*** Task material

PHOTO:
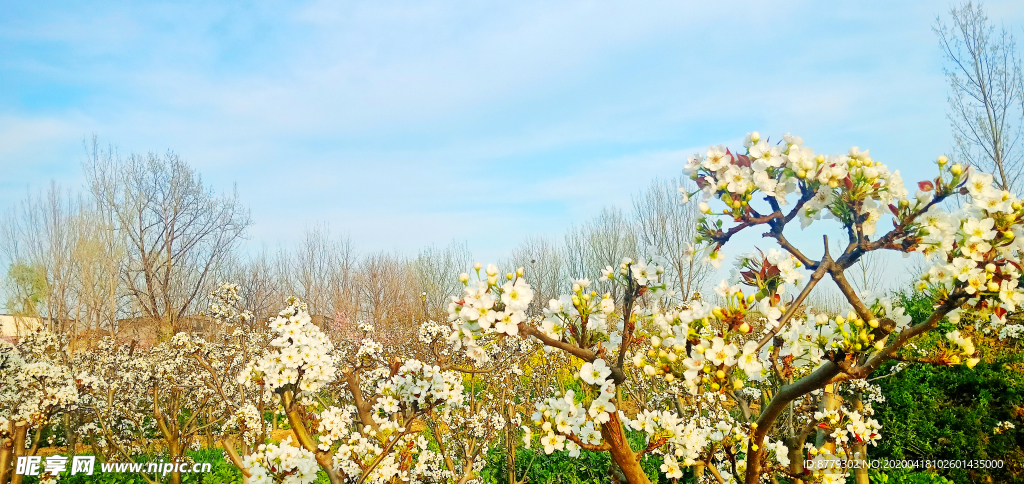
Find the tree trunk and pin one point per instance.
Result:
(623, 455)
(795, 445)
(18, 448)
(860, 450)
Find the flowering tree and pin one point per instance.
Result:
(38, 383)
(377, 438)
(760, 343)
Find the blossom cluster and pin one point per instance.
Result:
(486, 307)
(300, 356)
(285, 464)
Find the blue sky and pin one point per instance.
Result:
(415, 123)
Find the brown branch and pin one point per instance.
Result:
(586, 446)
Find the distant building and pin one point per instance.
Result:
(12, 327)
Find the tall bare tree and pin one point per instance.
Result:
(604, 240)
(986, 93)
(542, 259)
(176, 229)
(667, 227)
(434, 269)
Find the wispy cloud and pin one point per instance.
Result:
(414, 123)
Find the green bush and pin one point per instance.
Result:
(949, 412)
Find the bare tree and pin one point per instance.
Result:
(176, 230)
(542, 259)
(435, 271)
(387, 294)
(986, 106)
(259, 289)
(602, 242)
(667, 227)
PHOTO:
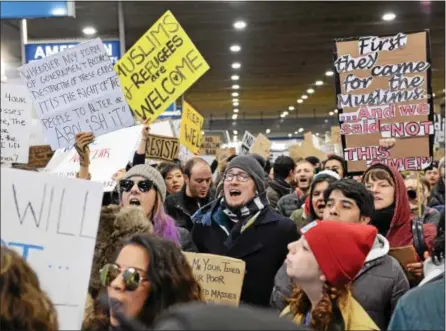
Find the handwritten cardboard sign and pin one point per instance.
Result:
(261, 146)
(190, 129)
(108, 154)
(159, 68)
(220, 277)
(15, 111)
(210, 145)
(162, 148)
(247, 141)
(53, 226)
(383, 90)
(76, 90)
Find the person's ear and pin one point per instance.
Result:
(364, 219)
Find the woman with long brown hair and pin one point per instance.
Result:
(24, 306)
(149, 275)
(322, 264)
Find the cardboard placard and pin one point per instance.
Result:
(53, 226)
(220, 277)
(384, 90)
(76, 90)
(15, 111)
(247, 141)
(162, 148)
(210, 145)
(159, 68)
(261, 146)
(108, 154)
(190, 128)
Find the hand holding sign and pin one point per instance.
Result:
(83, 139)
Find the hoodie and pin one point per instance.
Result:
(400, 231)
(377, 287)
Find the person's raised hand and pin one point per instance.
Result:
(83, 139)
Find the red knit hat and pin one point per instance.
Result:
(339, 248)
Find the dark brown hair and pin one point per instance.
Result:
(24, 306)
(322, 316)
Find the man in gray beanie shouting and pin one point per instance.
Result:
(241, 224)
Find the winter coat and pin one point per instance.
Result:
(263, 247)
(400, 231)
(289, 203)
(421, 308)
(377, 287)
(354, 317)
(181, 207)
(276, 190)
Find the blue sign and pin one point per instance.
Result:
(38, 51)
(35, 9)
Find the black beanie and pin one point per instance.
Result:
(251, 167)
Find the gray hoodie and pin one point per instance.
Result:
(377, 287)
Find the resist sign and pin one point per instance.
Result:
(159, 68)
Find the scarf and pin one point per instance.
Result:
(382, 219)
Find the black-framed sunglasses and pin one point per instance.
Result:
(126, 185)
(412, 194)
(241, 177)
(131, 276)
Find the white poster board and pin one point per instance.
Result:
(76, 90)
(247, 141)
(53, 225)
(108, 154)
(15, 112)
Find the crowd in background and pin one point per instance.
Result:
(317, 246)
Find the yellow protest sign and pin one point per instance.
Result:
(159, 68)
(220, 277)
(190, 128)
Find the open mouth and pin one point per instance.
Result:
(234, 193)
(135, 202)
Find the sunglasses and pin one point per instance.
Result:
(412, 194)
(126, 185)
(132, 277)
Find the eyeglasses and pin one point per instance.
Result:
(412, 194)
(132, 278)
(126, 185)
(241, 177)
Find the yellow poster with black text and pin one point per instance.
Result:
(190, 128)
(159, 68)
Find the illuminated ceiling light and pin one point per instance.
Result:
(239, 25)
(388, 17)
(58, 11)
(235, 48)
(89, 31)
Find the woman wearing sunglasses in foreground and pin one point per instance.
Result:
(143, 186)
(149, 275)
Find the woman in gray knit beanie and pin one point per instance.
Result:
(143, 186)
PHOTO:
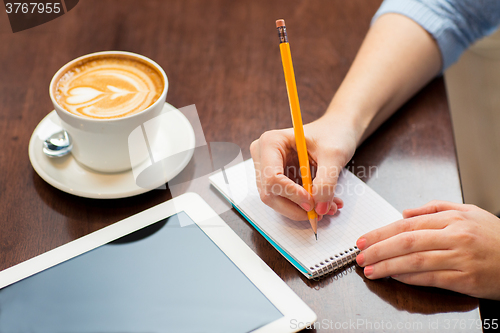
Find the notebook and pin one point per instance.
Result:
(364, 210)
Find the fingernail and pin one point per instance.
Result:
(361, 243)
(360, 259)
(322, 208)
(332, 211)
(306, 206)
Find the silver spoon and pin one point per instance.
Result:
(58, 144)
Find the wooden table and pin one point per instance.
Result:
(223, 56)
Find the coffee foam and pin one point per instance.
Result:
(109, 87)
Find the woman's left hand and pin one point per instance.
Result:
(441, 244)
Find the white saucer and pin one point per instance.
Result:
(67, 175)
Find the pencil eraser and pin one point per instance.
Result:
(280, 23)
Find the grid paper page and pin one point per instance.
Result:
(363, 211)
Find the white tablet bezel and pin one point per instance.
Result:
(294, 310)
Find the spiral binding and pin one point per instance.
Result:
(334, 263)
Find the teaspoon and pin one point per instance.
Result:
(58, 144)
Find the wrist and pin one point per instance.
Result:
(351, 115)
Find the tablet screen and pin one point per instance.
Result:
(167, 277)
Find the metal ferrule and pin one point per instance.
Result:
(282, 34)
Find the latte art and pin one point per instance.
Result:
(109, 87)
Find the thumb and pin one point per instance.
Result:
(327, 175)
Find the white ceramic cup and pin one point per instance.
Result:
(102, 144)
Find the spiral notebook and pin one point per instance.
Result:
(363, 211)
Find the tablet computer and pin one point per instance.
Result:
(176, 267)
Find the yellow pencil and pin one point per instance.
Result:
(293, 98)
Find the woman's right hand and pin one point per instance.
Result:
(330, 145)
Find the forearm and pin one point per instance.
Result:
(396, 59)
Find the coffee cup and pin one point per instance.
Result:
(101, 98)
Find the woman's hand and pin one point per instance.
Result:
(330, 146)
(440, 244)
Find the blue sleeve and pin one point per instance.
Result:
(454, 24)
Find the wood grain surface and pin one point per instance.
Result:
(223, 56)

******

Return every line above exactly, omitting images.

PHOTO:
Find the tree trunk and pin one point per instance.
Result:
(623, 455)
(795, 445)
(18, 448)
(860, 450)
Find the flowering tree and pin one point per instance.
Result:
(38, 383)
(377, 438)
(760, 343)
Find the blossom cluster and pin one point per instance.
Result:
(486, 307)
(300, 356)
(285, 464)
Find the blue sky and pin one point per instance.
Result:
(415, 123)
Find the brown branch and pin one point per instance.
Result:
(586, 446)
Find the distant building and pin one point per instance.
Result:
(12, 327)
Find the tall bare tree and pin one point per instance.
Result:
(604, 240)
(986, 93)
(542, 259)
(176, 229)
(667, 227)
(434, 269)
Find the wispy cloud and pin one point per instance.
Result:
(414, 123)
Find the green bush and pin one point per instance.
Result:
(949, 412)
Find the bare tree and pin one point per instance.
Result:
(176, 230)
(542, 259)
(435, 271)
(387, 294)
(986, 106)
(259, 289)
(602, 242)
(667, 227)
PHOTO:
Find the handwritten cardboard sign and pin one point per instance.
Result:
(261, 146)
(190, 129)
(108, 154)
(159, 68)
(220, 277)
(15, 111)
(210, 145)
(162, 148)
(247, 141)
(53, 226)
(383, 90)
(76, 90)
Find the person's ear and pin one point per instance.
Result:
(364, 219)
Find the woman with long brown hair and pin one point per instance.
Result:
(24, 306)
(149, 275)
(322, 264)
Find the cardboard placard and pin one point per instance.
Result:
(53, 226)
(220, 277)
(384, 90)
(76, 90)
(15, 111)
(247, 141)
(162, 148)
(210, 145)
(159, 68)
(261, 146)
(108, 154)
(190, 128)
Find the hand holding sign and pin one point per instance.
Result:
(83, 139)
Find the hoodie and pin one point per instance.
Result:
(400, 231)
(377, 287)
Find the person's raised hand and pin one point per instance.
Result:
(83, 139)
Find the red knit hat and pin one point per instance.
Result:
(339, 248)
Find the dark brown hair and pin one point per instance.
Result:
(24, 306)
(322, 316)
Find the man in gray beanie shouting and pin one point per instance.
Result:
(241, 224)
Find the winter coat and pin one point per instance.
Result:
(263, 247)
(400, 231)
(289, 203)
(421, 308)
(377, 287)
(354, 317)
(181, 207)
(276, 190)
Find the blue sign and pin one point per instance.
Result:
(38, 51)
(35, 9)
Find the black beanie and pin one point per instance.
Result:
(251, 167)
Find the gray hoodie and pin one point per instance.
Result:
(377, 287)
Find the resist sign and pin one point per instance.
Result:
(159, 68)
Find the scarf and pin one point per instance.
Result:
(382, 219)
Find the black-framed sunglasses and pin one point per instance.
Result:
(126, 185)
(412, 194)
(241, 177)
(131, 276)
Find the white poster board and pin one point per instance.
Result:
(76, 90)
(247, 141)
(53, 225)
(108, 154)
(15, 112)
Find the crowd in background and pin one point per instance.
Result:
(317, 246)
Find the yellow protest sign and pin one point per instance.
Result:
(159, 68)
(220, 277)
(190, 128)
Find the open mouth and pin one point per instance.
Result:
(234, 193)
(135, 202)
Find the sunglasses and pin one point per instance.
Result:
(412, 194)
(126, 185)
(132, 277)
Find the eyeglasses and pin one point per instance.
Result:
(412, 194)
(132, 278)
(126, 185)
(241, 177)
Find the yellow poster with black text and pin one point per instance.
Result:
(190, 128)
(159, 68)
Find the illuminated ceiling light and pin one point per instance.
Result:
(239, 25)
(388, 17)
(58, 11)
(235, 48)
(89, 31)
Find the woman wearing sunglasses in foreground and pin one point per instance.
Result:
(143, 186)
(149, 275)
Find the woman in gray knit beanie and pin one point per instance.
Result:
(143, 186)
PHOTO:
Find the notebook and pin one point per instance.
Result:
(364, 210)
Find the fingernail and pin one point per instance.
Result:
(361, 243)
(360, 259)
(322, 208)
(332, 211)
(306, 206)
Find the silver spoon and pin one point per instance.
Result:
(58, 144)
Find the wooden table and pin one point per instance.
Result:
(223, 56)
Find the coffee foam and pin one point per instance.
Result:
(109, 87)
Find the woman's left hand and pin one point per instance.
Result:
(441, 244)
Find the white saucer and pin one point per instance.
Result:
(67, 175)
Find the pencil eraser and pin one point per instance.
Result:
(280, 23)
Find the grid paper page and pin one point per instance.
Result:
(363, 211)
Find the white tablet bezel and pin one point per instance.
Result:
(294, 310)
Find the spiral binding and pin one point per instance.
Result:
(334, 263)
Find the teaspoon and pin one point per instance.
Result:
(58, 144)
Find the wrist and pin one point per instance.
Result:
(351, 115)
Find the tablet screen and pin one point per instance.
Result:
(167, 277)
Find the metal ferrule and pin one point per instance.
Result:
(282, 34)
Find the latte art and pin one point per instance.
Result:
(109, 87)
Find the thumb and pin one point per instance.
Result:
(327, 175)
Find the white ceramic cup and pin one point per instance.
Result:
(102, 144)
Find the spiral notebook and pin one point per instance.
Result:
(363, 211)
Find the tablet computer and pin one point per instance.
Result:
(176, 267)
Find the yellow pencil and pin one point per instance.
Result:
(293, 98)
Find the woman's right hand and pin one point per instance.
Result:
(330, 145)
Find the forearm and pin one point per instance.
Result:
(396, 59)
Find the coffee cup and pin one point per instance.
Result:
(101, 98)
Find the woman's hand and pin one point per instance.
Result:
(330, 146)
(440, 244)
Find the blue sleeve and pin one point per instance.
Result:
(454, 24)
Find the wood grain surface and pin one point per instance.
Result:
(223, 56)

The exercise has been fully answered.